### WHAT TO PRODUCE
Reproduce word for word everything from the row that contains "[point] every instance of the driver" down to the last of the rows, including both ends.

### DATASET CONTENT
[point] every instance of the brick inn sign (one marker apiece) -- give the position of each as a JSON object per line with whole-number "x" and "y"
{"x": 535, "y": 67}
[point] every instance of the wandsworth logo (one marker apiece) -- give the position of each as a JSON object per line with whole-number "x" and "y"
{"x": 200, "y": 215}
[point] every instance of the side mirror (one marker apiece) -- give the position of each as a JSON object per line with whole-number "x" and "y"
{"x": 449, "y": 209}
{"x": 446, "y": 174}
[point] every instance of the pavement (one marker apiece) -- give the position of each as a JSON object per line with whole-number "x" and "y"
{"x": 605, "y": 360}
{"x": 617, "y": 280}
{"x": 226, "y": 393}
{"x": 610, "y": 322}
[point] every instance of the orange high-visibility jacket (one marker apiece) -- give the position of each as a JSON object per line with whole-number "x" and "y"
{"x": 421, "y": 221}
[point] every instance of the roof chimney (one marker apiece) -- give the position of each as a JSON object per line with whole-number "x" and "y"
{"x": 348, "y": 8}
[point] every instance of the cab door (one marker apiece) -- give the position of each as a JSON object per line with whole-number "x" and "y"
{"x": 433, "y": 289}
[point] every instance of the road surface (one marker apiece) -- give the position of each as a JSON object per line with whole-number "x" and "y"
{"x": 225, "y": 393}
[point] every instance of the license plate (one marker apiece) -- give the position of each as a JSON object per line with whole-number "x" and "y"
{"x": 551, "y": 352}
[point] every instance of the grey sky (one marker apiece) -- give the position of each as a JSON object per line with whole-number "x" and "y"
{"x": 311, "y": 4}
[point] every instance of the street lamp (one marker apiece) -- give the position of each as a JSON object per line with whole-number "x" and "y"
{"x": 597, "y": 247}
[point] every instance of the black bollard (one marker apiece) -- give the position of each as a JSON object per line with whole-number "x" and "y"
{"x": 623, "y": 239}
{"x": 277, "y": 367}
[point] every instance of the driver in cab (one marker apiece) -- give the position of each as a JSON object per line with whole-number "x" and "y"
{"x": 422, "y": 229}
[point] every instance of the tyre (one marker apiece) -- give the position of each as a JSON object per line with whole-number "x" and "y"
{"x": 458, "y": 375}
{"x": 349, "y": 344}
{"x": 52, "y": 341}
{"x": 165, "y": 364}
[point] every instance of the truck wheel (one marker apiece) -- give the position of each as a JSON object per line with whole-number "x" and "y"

### ANSWER TO THIS EXERCISE
[point] every instance of the driver in cab (one marker apiece) -- give the position of each as a JSON object per line with whole-number "x" and "y"
{"x": 422, "y": 229}
[point] every instance of the tyre (one marker apiece) -- give the position of each as a JSON object per line with whole-number "x" and "y"
{"x": 458, "y": 375}
{"x": 349, "y": 344}
{"x": 52, "y": 341}
{"x": 165, "y": 364}
[point] every instance of the truck wheel (one marker apiece) -- give the position of each as a JSON object per line with whole-number "x" and "y"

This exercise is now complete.